## TAREAS A REALIZAR
(a) Enumera los lugares a los que, según el texto sobre las lavanderas, se dirigían estas mujeres nada más despuntar el día.
(b) Prosigue el texto sobre las lavanderas a partir de su última frase.

## SELECCIÓN
Con los cestos de Mimbre llenos de
ropa.
|
Autor: Toño Morala
“Lavandera soy
de cuna porque así lo quiso Dios, lavandera fue mi madre, lavanderita soy yo. Y
aunque el sol salga y azote el frío, la lavandera siempre en el río. Siempre en
el río, siempre lavando, la lavandera siempre cantando. Jabón le doy a la ropa,
jabón y venga jabón, jabón que todo lo aclara… jabón y un buen restregón. A la
orillita del río mi vida se va pasando, y a la orillita del río siempre
te encuentro lavando…” Una canción que
resume el trabajo duro y constante que muchas mujeres tuvieron que desempeñar
en tiempos no muy lejanos, para el
sostén de las economías domésticas muy mermadas por la pobreza.
De la misma manera
y debido a la sempiterna falta de ingresos, muchas de ellas a cambio de unas
monedas se dedicaban profesionalmente a lavar la ropa de las casas que podían
pagar este servicio. Estas pueden considerarse como las auténticas lavanderas,
mujeres que nada más despuntar el día, fuera verano o invierno, se dirigían al
río, arroyo, pilones o, las más afortunadas, a un lavadero habilitado y un poco
resguardado de las inclemencias, cargando sobre su cabeza grandes cestos de
ropa sucia y además tenían que recorrer
largas distancias. Jóvenes o maduras, incluso
ancianas y niñas, sufrían de aquella penosa actividad arrodilladas al borde del
agua sobre una piedra o desde un cajoncito de madera, que las protegía de la
humedad. Frotaban y frotaban la ropa sobre la taja o tajuela, la típica tabla
rugosa, con el fin de tratar de eliminar la suciedad ayudándose con ceniza y
una pequeña pala para golpear las prendas. Con el tiempo, utilizarían jabón
realizado a base de grasas animales que ellas mismas fabricaban. En el norte de España la figura de la
lavandera se mezcla con antiguas historias y cuentos, sobre todo en el
noroeste: León, Asturias y Galicia. No existía pueblo que no contara con un
lavadero alimentado frecuentemente por torrentes impetuosos que surgían de las
alturas y que, sorteando robles y castaños, llegaban hasta los robustos
estanques de granito, naturales o toscamente tallados, o hasta los remansos de
los regatos, donde las mujeres acudían acarreando sus tajuelas y cestos de
mimbre o su balde de zinc repleto de ropa. La visión de aquella dura
tarea, formó una parte importante del característico, fantástico e imborrable
paisaje de nuestras tierras y niñez.
El trabajo
de las lavanderas consistía en blanquear; se ponía la ropa
en el lavadero lleno de agua, se la enjabonaba con el taco de jabón restregándola contra
las piedras y se ayudaban con todo el peso de su cuerpo. Una vez bien
enjabonada, se dejaba al aire y comenzaba el trabajo con
una nueva pieza. Al finalizar el enjabonado venía el aclarado, para el
que se vaciaba el agua del lavadero, se llenaba de
nuevo con agua limpia, se aclaraba y se extendía a clarear al
sol. A lo largo de la mañana había que ir a regarla,
a remojarla y antes o después de comer, se lavaba,
se aclaraba y extendía para volver a recogerla antes de anochecer. Ya
en casa, la ropa que no estaba seca se colocaba estirada en las
cuerdas. Había un orden para lavar: primero se
lavaba la ropa más limpia, dejando para el final la más sucia.

## FILAS DE DATOS
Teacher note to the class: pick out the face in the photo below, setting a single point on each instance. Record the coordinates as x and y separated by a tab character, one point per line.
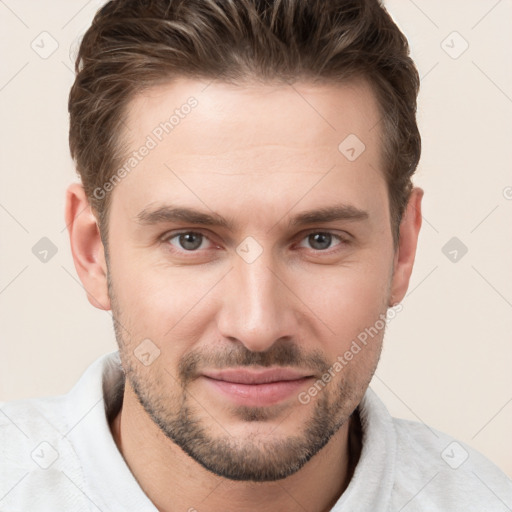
247	253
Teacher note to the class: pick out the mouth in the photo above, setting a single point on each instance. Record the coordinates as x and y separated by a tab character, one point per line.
256	388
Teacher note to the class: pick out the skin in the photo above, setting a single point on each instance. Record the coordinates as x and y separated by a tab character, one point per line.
258	155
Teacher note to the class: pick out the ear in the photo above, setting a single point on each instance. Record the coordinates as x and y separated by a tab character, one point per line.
86	246
406	250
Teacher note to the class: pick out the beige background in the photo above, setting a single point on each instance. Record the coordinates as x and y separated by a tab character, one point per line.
447	356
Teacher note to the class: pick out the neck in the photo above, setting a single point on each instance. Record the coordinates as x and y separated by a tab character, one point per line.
174	481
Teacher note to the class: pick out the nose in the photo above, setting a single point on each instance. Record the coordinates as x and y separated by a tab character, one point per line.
257	307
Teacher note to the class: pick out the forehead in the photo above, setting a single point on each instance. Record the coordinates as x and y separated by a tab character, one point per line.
227	117
219	143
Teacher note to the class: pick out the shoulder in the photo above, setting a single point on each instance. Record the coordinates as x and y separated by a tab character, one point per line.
434	471
36	458
39	466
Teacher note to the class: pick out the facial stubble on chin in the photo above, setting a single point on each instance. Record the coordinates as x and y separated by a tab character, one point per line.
253	458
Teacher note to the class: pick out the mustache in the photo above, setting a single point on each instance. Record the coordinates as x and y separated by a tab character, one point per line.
238	355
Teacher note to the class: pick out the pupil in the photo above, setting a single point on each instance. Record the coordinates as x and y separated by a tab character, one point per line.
187	242
324	240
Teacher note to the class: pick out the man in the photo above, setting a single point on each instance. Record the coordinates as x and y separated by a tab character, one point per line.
246	212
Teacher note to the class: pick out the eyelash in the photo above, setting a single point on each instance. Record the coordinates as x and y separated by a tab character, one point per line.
344	241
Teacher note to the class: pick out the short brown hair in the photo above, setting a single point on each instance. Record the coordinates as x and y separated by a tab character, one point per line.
133	44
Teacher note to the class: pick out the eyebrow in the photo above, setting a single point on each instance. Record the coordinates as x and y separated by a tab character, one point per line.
167	214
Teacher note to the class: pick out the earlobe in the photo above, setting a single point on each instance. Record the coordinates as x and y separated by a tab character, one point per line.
86	246
404	257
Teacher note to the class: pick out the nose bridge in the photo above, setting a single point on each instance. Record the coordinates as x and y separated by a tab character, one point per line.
256	307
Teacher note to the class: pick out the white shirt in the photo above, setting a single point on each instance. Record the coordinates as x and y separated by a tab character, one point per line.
58	454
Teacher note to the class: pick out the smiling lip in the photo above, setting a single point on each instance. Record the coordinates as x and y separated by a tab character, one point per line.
256	387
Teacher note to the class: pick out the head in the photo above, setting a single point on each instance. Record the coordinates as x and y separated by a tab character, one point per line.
246	171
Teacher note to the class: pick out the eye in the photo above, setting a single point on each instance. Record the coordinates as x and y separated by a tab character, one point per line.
322	240
189	241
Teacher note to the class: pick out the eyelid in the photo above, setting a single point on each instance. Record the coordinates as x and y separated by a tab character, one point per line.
344	238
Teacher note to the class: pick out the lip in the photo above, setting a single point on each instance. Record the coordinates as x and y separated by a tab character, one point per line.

## RESPUESTAS ESCRITAS
(a)
- El río
- El arroyo
- Los pilones
- Un lavadero habilitado y un poco resguardado de las inclemencias (las más afortunadas)

(b)
Cada mujer
tenía su sitio en el lavadero público. Dependiendo de la
suciedad se ponían en unas piedras o en otras. Las que lavaban la
ropa de los mineros o trabajadores (que estaba muy sucia y con
grasa) tenían unas piedras que no se utilizaban para otra cosa. El lavado
de esa ropa de trabajo era muy duro: había que traer de casa un balde
con agua hirviendo; se mezclaba jabón casero con sosa cáustica, (que
llevaban en un bote aparte), la metían en el agua removiéndola con un palo
para que ablandara. A muchas lavanderas les sangraban las
manos. Las sábanas y las mantas se mojaban una y otra vez,
y se ayudaban entre sí para poder extenderlas, mojarlas de nuevo y
restregarlas varias veces. Después, se golpeaban con fuerza contra el
suelo para ablandar los tejidos, y acababan con el aclarado. Luego se
extendían sobre la hierba, si era posible encima de los tojos o retama para que
facilitara la ventilación. Junto aquella estampa cotidiana, convivían las
leyendas que rodeaban aquel penoso oficio para algunas, y cotidiano y duro
trabajo doméstico para la mayoría. Entre todas ellas predomina una que se
repite constantemente por distintos lugares y con algunas variantes. Cuentan que, especialmente
en las noches de verano, sobre todo la noche de San Juan, suele aparecer a la
luz de la luna una anciana de pelo blanco y vestida de negro, que lava su ropa
en la ribera del rio. Según cuenta la
leyenda, lava prendas que están manchadas de sangre que jamás llegan a
desaparecer. Unos aseguran que son mujeres que murieron de parto y lavan
sus propias sábanas ensangrentadas; otros, que son los restos de un homicidio
no castigado o las sábanas que cobijaron sus prohibidos devaneos amorosos. Al pasar junto a ella, solicitará tu ayuda
para retorcer la ropa. Si ocurre esto, lo que debe hacerse es pasar rápidamente
de largo sin dirigirle palabra alguna, porque la “Lavandera de la Noche” no
es de este mundo y si te compadeces y la ayudas, desaparecerás para siempre.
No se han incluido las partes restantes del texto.